» Problem to solve
Locate the line with "instance of man's" in the material. Copy that line and each one after it, through the last, exactly and with nothing else.

□ □ □ □ □ □ □

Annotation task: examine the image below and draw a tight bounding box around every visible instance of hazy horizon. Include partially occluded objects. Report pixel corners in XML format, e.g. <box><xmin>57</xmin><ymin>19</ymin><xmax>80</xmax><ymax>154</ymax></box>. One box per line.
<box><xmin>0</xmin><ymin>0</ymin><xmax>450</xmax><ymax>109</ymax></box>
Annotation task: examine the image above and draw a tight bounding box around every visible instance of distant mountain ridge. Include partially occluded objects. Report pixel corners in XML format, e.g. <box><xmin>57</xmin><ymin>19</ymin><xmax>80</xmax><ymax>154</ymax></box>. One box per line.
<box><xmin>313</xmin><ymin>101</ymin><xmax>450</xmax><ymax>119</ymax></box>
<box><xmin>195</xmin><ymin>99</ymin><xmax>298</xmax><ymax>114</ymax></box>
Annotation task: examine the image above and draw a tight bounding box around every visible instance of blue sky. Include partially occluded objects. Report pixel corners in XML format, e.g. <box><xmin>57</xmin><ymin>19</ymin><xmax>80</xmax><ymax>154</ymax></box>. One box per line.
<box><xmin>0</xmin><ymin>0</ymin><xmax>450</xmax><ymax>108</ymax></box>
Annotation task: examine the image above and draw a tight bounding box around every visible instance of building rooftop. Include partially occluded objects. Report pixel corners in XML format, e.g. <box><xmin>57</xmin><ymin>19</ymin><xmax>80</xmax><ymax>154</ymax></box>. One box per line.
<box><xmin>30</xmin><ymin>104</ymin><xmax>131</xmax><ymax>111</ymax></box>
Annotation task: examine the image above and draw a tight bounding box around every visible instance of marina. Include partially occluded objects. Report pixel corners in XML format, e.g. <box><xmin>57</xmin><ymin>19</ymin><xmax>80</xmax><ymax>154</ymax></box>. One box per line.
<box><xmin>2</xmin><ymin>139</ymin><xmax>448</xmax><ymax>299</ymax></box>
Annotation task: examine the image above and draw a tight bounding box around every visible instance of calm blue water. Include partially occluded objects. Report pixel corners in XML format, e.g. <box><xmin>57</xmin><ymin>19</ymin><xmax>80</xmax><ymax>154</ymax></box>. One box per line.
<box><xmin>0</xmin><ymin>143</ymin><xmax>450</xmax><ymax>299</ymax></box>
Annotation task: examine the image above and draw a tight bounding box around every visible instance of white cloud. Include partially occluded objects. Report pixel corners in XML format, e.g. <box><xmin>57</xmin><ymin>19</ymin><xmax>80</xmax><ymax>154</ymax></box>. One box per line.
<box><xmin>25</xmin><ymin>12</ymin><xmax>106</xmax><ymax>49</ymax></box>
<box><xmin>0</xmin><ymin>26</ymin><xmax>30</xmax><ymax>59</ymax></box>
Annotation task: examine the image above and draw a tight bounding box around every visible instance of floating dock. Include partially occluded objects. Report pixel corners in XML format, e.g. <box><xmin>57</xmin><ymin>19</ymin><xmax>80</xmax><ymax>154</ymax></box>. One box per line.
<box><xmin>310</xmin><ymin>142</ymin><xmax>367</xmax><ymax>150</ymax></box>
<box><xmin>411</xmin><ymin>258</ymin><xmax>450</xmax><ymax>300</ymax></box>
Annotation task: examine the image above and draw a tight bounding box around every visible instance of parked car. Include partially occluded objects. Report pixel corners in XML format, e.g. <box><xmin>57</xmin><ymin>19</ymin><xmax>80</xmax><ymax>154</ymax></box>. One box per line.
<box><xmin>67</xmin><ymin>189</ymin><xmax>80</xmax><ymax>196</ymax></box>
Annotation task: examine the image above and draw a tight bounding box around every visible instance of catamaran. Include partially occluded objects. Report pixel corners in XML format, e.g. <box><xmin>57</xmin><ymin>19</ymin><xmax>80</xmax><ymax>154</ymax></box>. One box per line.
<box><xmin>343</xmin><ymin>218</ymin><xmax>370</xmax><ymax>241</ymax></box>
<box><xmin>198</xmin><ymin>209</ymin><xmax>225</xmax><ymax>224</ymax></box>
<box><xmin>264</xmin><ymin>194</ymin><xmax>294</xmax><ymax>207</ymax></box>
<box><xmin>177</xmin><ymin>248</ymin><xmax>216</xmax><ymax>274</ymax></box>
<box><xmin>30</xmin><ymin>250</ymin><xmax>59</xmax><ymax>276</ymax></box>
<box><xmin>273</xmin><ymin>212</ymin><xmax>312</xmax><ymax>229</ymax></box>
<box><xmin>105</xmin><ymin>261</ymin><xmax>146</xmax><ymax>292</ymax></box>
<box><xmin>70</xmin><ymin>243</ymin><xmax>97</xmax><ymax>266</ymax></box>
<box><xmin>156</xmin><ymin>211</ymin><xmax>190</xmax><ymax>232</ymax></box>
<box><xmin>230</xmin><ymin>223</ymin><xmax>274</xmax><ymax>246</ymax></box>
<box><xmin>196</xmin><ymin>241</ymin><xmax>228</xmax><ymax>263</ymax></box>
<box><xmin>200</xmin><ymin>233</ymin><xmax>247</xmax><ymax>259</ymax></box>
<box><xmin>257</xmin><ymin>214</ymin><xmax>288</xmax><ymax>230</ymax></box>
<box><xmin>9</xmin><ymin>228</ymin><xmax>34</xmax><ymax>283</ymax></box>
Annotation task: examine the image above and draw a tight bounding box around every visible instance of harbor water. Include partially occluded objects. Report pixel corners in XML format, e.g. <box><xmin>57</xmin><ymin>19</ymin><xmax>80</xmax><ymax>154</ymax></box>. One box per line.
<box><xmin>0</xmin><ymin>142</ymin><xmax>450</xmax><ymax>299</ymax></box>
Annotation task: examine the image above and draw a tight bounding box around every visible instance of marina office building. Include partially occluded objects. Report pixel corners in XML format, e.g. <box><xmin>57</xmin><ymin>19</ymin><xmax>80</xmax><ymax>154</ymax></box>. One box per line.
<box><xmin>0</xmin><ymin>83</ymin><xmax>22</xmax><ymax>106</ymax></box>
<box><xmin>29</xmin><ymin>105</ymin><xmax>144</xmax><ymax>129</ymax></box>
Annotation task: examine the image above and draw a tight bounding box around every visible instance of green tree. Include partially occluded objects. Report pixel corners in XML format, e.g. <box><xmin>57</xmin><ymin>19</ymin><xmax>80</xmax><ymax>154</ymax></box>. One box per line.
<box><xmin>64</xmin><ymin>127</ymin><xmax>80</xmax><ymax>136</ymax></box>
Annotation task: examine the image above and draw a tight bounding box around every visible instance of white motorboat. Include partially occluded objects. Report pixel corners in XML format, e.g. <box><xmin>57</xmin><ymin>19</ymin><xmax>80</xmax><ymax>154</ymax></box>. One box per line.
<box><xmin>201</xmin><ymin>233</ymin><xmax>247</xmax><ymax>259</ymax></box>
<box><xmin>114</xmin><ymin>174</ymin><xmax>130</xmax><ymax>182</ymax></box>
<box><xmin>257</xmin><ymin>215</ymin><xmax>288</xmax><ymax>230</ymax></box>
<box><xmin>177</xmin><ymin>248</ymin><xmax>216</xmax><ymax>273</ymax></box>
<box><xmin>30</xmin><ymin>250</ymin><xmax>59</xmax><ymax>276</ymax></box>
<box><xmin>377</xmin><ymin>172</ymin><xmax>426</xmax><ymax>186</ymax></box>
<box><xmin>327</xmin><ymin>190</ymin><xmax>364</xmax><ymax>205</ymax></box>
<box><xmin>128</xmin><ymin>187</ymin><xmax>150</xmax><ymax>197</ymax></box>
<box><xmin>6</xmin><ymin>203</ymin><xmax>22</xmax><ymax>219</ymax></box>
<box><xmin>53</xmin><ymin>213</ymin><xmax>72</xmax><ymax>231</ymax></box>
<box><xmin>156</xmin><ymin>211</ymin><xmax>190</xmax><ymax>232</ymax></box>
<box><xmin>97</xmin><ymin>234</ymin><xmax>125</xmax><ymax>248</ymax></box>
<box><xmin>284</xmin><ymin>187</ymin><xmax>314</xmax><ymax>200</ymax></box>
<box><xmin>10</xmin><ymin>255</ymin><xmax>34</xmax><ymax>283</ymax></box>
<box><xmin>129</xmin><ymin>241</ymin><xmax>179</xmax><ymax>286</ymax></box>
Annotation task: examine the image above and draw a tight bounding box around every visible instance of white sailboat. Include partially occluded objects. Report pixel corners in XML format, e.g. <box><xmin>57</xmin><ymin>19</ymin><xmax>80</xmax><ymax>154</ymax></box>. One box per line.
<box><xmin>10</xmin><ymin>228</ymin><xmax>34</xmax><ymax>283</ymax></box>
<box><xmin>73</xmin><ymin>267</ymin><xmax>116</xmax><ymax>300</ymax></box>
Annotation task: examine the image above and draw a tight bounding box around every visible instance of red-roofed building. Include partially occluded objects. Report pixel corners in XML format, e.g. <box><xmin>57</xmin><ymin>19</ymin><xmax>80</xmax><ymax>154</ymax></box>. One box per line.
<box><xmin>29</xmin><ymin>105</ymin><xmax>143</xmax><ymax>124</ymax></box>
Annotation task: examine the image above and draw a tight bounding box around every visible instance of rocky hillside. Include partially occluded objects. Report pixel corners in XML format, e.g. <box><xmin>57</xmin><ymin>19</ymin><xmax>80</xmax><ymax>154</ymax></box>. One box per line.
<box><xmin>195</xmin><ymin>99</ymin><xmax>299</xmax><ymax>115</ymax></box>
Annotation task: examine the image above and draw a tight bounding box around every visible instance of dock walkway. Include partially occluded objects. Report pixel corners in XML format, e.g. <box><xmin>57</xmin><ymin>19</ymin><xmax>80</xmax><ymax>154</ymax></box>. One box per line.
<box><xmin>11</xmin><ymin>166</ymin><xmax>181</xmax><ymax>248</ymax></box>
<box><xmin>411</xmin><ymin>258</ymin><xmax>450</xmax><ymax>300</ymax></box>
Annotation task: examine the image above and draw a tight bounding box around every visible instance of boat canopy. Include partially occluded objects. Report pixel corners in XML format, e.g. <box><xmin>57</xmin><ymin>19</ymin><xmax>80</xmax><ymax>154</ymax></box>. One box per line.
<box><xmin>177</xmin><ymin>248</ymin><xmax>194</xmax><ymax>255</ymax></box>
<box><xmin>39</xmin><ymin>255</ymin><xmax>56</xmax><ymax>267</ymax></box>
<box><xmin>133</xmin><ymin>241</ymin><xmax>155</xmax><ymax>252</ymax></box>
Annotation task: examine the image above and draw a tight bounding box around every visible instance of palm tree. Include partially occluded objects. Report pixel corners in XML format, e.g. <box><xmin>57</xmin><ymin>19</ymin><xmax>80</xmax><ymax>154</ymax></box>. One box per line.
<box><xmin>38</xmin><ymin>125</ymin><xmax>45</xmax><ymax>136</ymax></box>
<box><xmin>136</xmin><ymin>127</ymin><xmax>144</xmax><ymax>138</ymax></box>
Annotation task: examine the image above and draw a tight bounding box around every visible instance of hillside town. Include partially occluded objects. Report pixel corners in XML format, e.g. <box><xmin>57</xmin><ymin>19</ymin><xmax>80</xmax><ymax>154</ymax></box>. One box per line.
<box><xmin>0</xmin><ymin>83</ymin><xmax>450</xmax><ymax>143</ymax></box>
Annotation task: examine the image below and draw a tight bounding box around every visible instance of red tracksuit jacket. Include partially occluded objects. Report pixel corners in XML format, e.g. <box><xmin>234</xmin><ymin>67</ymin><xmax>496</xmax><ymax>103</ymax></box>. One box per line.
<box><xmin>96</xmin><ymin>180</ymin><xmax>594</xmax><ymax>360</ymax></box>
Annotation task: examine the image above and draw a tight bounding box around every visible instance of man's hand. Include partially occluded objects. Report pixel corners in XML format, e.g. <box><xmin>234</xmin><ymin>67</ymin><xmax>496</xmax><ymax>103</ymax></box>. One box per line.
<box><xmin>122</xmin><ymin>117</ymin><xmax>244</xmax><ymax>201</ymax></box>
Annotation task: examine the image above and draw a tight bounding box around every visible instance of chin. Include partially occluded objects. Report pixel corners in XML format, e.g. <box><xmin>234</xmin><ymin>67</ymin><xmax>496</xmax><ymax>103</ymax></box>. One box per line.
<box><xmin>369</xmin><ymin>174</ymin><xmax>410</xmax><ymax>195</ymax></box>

□ □ □ □ □ □ □

» Solved problem
Annotation task: examine the image above and draw a tight bounding box around every visible instance of man's hand. Include partially occluded objects. Report pixel corners in XML format, e.g. <box><xmin>234</xmin><ymin>67</ymin><xmax>496</xmax><ymax>103</ymax></box>. One box per line.
<box><xmin>122</xmin><ymin>117</ymin><xmax>244</xmax><ymax>201</ymax></box>
Annotation task: examine the image above and draw a tight bounding box around every visible instance of chin. Include partially occluded objects. Report pixel corners in XML format, e.g. <box><xmin>234</xmin><ymin>67</ymin><xmax>496</xmax><ymax>103</ymax></box>. One box per line.
<box><xmin>369</xmin><ymin>174</ymin><xmax>410</xmax><ymax>195</ymax></box>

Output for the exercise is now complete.